**What the exercise asks**
Pull out every line in the records below that contains the word "sign", matching case exactly, and copy each of those lines unchanged.

[Point-based annotation data]

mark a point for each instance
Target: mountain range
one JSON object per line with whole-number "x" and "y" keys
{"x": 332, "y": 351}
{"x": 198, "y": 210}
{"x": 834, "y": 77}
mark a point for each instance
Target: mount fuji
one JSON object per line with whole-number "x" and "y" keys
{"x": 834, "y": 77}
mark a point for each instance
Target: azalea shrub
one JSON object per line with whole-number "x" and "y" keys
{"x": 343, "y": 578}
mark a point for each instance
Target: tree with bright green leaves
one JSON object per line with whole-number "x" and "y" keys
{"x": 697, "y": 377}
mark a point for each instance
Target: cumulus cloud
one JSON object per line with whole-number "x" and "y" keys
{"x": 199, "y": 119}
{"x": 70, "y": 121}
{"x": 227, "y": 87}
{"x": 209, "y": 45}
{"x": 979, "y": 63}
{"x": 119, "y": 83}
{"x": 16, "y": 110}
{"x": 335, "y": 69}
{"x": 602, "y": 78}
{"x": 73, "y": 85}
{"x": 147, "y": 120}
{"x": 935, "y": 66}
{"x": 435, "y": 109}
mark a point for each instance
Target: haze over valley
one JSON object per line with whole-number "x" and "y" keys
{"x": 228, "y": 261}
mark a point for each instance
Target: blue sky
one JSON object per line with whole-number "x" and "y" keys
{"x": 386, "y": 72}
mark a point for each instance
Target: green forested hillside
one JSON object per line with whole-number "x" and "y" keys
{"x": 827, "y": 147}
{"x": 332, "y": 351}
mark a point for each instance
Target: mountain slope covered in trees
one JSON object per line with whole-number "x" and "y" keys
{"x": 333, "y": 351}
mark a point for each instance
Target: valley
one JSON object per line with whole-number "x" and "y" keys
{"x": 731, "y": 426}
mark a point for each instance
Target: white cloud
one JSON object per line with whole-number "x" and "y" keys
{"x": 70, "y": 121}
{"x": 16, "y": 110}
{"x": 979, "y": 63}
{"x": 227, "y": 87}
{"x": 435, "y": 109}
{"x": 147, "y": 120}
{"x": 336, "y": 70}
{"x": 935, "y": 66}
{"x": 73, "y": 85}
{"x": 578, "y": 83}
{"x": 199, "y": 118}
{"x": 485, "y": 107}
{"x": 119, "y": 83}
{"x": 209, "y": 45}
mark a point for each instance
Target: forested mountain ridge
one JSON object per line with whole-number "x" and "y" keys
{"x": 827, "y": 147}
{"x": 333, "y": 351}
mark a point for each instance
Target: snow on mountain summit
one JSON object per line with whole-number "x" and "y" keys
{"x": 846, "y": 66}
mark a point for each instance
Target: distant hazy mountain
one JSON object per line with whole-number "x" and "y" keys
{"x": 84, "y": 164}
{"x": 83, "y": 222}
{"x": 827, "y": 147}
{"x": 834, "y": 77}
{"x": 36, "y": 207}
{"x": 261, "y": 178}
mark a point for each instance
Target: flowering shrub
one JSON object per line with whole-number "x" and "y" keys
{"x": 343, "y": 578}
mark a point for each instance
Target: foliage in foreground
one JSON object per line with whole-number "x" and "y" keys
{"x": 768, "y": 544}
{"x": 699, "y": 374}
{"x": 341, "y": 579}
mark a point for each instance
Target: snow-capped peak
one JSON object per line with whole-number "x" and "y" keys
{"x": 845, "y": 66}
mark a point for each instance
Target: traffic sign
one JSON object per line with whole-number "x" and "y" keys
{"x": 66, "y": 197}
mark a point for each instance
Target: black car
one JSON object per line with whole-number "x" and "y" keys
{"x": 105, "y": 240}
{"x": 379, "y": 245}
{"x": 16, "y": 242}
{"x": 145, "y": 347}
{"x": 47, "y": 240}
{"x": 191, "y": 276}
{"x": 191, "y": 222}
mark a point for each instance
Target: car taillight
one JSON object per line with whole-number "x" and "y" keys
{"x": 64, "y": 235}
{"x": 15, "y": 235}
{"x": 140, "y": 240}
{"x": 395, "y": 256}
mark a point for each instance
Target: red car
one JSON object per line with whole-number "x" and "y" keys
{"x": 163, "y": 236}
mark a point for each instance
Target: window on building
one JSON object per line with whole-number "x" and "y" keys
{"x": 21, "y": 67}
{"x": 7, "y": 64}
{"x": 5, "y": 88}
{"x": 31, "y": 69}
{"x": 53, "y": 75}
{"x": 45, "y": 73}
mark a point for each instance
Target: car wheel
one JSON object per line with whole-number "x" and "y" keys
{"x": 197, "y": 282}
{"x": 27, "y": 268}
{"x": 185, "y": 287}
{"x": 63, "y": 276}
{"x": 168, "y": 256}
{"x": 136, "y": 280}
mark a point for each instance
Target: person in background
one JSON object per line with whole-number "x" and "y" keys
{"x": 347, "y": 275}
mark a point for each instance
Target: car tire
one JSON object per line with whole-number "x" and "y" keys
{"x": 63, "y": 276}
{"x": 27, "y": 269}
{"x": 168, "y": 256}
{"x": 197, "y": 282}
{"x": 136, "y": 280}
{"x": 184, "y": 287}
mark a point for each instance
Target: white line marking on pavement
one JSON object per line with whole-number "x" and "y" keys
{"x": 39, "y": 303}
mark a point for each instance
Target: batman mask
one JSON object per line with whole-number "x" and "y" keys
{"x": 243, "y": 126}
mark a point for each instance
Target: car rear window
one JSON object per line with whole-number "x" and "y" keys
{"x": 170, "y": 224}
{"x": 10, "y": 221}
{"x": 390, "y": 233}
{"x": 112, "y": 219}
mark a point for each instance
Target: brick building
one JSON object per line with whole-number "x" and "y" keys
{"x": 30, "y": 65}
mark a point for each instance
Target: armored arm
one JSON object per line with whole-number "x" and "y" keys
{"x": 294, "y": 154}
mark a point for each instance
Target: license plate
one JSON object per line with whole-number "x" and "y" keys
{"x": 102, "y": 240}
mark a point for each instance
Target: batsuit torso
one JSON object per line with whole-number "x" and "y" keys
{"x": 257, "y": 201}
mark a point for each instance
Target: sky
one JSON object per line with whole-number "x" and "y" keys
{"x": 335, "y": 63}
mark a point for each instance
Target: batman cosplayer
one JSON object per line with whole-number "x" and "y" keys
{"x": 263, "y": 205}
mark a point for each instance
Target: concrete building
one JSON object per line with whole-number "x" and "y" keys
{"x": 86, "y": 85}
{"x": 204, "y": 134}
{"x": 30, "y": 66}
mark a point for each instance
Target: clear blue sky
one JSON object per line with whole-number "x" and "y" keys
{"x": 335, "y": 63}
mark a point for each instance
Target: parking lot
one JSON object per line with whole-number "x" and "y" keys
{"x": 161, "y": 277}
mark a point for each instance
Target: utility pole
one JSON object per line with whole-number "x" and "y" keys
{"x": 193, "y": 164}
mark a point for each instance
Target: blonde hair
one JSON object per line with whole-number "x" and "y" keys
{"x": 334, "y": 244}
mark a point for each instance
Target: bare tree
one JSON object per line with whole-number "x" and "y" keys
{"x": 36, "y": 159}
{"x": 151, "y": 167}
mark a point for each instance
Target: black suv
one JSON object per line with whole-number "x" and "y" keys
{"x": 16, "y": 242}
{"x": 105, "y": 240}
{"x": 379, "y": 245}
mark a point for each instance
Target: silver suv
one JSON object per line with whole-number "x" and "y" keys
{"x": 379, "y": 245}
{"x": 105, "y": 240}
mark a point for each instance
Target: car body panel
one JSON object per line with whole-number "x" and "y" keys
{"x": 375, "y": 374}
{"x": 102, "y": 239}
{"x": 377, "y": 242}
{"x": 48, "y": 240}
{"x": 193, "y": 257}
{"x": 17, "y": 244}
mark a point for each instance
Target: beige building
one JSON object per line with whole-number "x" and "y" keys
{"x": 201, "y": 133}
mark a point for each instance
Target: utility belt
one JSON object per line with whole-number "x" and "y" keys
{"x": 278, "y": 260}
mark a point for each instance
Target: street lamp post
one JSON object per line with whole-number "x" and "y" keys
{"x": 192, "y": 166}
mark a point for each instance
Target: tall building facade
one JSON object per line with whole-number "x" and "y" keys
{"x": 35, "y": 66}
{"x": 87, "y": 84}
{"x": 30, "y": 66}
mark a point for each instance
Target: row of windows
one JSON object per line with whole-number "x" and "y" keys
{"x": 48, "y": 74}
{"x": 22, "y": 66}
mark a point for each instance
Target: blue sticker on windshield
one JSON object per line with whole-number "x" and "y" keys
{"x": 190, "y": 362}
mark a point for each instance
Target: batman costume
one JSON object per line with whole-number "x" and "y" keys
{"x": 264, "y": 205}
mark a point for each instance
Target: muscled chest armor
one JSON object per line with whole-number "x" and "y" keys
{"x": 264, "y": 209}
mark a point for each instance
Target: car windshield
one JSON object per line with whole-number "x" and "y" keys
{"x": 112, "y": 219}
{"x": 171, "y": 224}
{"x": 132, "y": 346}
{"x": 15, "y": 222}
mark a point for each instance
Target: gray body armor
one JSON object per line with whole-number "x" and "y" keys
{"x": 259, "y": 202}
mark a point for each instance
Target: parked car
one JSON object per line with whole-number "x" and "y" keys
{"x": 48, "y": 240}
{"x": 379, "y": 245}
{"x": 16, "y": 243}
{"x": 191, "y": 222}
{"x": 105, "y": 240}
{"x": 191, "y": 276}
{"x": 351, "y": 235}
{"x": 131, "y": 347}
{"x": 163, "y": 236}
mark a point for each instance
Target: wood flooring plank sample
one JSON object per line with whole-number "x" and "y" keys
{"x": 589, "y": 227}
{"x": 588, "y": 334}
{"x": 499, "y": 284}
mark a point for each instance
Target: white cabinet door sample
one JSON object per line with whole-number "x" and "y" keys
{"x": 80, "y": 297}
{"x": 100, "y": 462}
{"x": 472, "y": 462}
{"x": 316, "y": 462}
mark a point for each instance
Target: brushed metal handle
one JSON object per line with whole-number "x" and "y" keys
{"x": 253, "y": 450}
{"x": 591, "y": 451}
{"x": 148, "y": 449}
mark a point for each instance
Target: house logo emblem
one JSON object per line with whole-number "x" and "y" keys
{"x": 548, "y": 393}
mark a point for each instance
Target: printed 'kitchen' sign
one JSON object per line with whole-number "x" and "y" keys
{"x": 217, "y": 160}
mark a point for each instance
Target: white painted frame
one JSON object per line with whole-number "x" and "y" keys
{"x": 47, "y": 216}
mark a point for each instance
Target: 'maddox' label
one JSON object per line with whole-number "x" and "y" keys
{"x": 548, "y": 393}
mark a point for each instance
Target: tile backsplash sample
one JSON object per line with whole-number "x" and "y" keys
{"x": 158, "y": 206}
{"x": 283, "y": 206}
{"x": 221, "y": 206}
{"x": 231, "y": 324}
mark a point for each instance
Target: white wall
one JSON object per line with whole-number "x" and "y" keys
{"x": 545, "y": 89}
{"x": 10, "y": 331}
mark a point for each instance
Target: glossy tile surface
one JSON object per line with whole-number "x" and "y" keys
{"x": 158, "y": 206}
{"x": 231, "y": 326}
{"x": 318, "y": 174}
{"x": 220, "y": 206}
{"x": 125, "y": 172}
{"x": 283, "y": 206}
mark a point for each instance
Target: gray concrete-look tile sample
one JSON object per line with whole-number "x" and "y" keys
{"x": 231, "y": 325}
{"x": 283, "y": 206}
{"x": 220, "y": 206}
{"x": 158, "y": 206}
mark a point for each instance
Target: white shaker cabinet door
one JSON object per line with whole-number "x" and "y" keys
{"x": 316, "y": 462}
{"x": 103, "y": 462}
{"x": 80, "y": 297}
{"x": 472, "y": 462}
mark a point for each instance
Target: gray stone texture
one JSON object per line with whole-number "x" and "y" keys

**Correct response**
Target: traffic sign
Target: printed 'kitchen' sign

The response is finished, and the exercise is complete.